▶ **TEXTE À LIRE**:
----------

Intervention de Camille Morel

Délégation sénatoriale aux outre-mer — Réunion du 27 janvier 2022 : 1ère réunion
Étude de la délégation sur la place des outre-mer dans la stratégie maritime nationale — Table ronde sur les câbles sous-marins

Camille Morel, chercheuse en relations internationales à l'Université Jean-Moulin-Lyon 3 :

Je vous remercie de m'avoir invitée à partager avec vous mes travaux de recherche. Je suis honorée d'être présente en tant que chercheuse, mais aussi en tant que citoyenne.

Le sujet qui nous occupe aujourd'hui est présent dans l'actualité, les îles Tonga ayant été récemment déconnectées de l'Internet à la suite d'un tsunami découlant d'une éruption volcanique. Cet événement nous amène à plusieurs réflexions :

- les territoires isolés, notamment du Pacifique, sont vulnérables quand il s'agit des communications internationales ;

- nos sociétés sont très dépendantes au numérique, particulièrement pour solliciter des secours ;

- il est difficile de confronter les besoins identifiés de résilience et de connectivité supplémentaires à la réalité économique.

----------

(Extraits d'un jeu de données de détection)
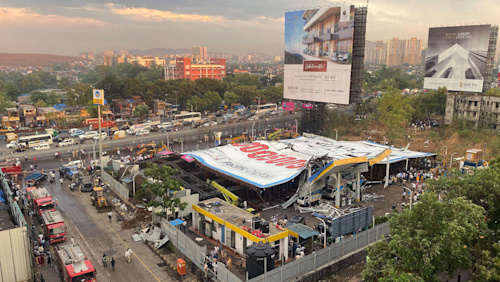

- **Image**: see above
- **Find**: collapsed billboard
[424,25,491,92]
[284,5,354,105]
[189,141,311,188]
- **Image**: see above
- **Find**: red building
[165,58,226,80]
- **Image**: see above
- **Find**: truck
[42,211,66,244]
[297,190,321,206]
[55,244,97,282]
[29,188,56,219]
[24,171,47,186]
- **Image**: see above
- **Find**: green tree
[203,91,222,112]
[363,192,487,281]
[378,89,414,131]
[2,82,21,100]
[33,100,47,108]
[134,105,149,118]
[142,163,187,216]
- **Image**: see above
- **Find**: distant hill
[128,48,191,56]
[0,53,88,67]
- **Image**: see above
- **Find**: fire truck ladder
[64,245,85,263]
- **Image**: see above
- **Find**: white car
[80,131,99,140]
[136,129,149,136]
[33,144,50,151]
[5,141,17,149]
[92,132,108,141]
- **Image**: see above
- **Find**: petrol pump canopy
[186,136,435,188]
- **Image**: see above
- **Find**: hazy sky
[0,0,500,55]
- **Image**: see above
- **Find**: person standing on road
[102,253,108,267]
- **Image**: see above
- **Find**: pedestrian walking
[102,253,108,267]
[125,248,132,263]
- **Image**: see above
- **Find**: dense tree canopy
[142,163,187,216]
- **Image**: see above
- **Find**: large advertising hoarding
[188,141,311,188]
[284,5,354,105]
[424,25,491,92]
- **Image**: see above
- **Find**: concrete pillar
[354,172,361,202]
[335,172,340,208]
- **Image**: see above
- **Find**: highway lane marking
[80,191,161,282]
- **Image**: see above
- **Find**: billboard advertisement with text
[284,6,354,104]
[424,25,491,92]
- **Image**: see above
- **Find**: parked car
[92,132,108,141]
[135,129,149,136]
[79,130,99,140]
[57,138,75,147]
[69,129,85,137]
[33,144,50,151]
[5,140,17,149]
[285,216,306,227]
[52,133,70,142]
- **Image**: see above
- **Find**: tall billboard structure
[284,5,355,104]
[424,25,496,92]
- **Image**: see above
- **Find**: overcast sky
[0,0,500,55]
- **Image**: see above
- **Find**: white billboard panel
[188,141,311,188]
[424,25,491,92]
[284,5,354,104]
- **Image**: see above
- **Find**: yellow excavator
[90,187,112,213]
[207,179,260,216]
[225,132,253,144]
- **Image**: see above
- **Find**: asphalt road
[0,114,300,159]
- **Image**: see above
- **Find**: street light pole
[317,217,328,248]
[450,152,457,174]
[403,186,413,210]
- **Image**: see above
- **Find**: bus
[17,134,52,148]
[250,104,278,116]
[172,112,201,122]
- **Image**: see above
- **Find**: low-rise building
[444,94,500,129]
[193,198,292,260]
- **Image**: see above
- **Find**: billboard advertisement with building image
[424,25,491,92]
[284,5,354,104]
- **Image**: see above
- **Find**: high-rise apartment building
[386,38,405,66]
[403,37,423,65]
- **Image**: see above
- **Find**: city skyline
[0,0,500,56]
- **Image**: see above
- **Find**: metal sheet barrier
[102,171,129,200]
[248,222,390,282]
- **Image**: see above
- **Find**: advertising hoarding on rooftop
[424,25,491,92]
[284,5,355,105]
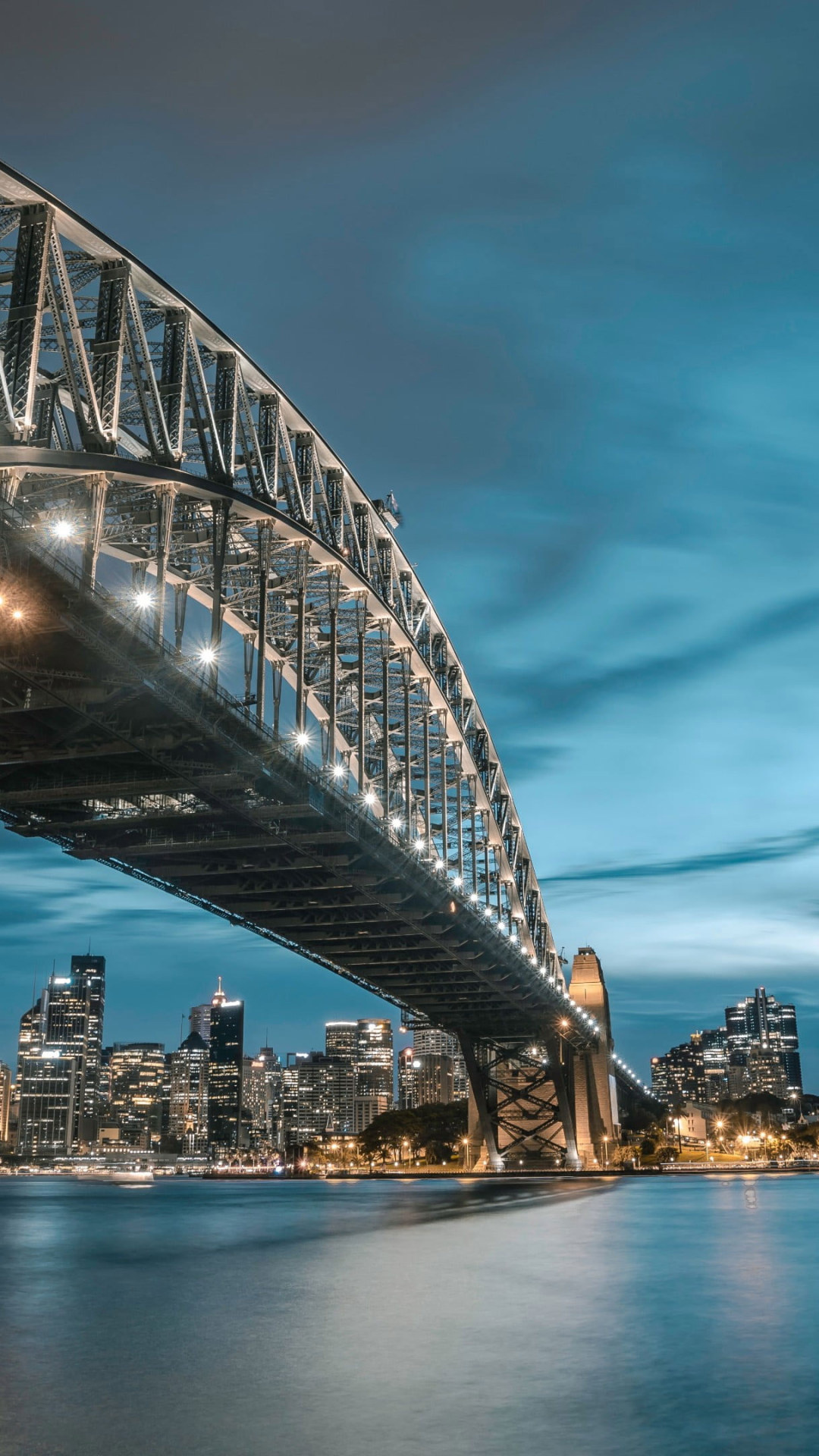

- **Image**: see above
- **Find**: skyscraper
[413,1016,469,1102]
[188,1002,210,1046]
[71,956,105,1136]
[0,1062,11,1147]
[726,986,802,1097]
[293,1051,356,1144]
[356,1016,394,1108]
[14,996,42,1102]
[398,1046,419,1112]
[16,1046,77,1157]
[42,956,105,1143]
[324,1021,359,1065]
[168,1031,209,1156]
[109,1041,165,1150]
[207,975,245,1150]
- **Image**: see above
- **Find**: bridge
[0,159,644,1168]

----------

▶ **OBJECTIF VISÉ**: Recopiez, s'il vous plaît, tout le passage de l'intervention sur les câbles sous-marins, depuis « Je vous remercie » jusqu'à « la réalité économique. ».

▶ **RÉPONSE FINALE**:
Je vous remercie de m'avoir invitée à partager avec vous mes travaux de recherche. Je suis honorée d'être présente en tant que chercheuse, mais aussi en tant que citoyenne.

Le sujet qui nous occupe aujourd'hui est présent dans l'actualité, les îles Tonga ayant été récemment déconnectées de l'Internet à la suite d'un tsunami découlant d'une éruption volcanique. Cet événement nous amène à plusieurs réflexions :

- les territoires isolés, notamment du Pacifique, sont vulnérables quand il s'agit des communications internationales ;

- nos sociétés sont très dépendantes au numérique, particulièrement pour solliciter des secours ;

- il est difficile de confronter les besoins identifiés de résilience et de connectivité supplémentaires à la réalité économique.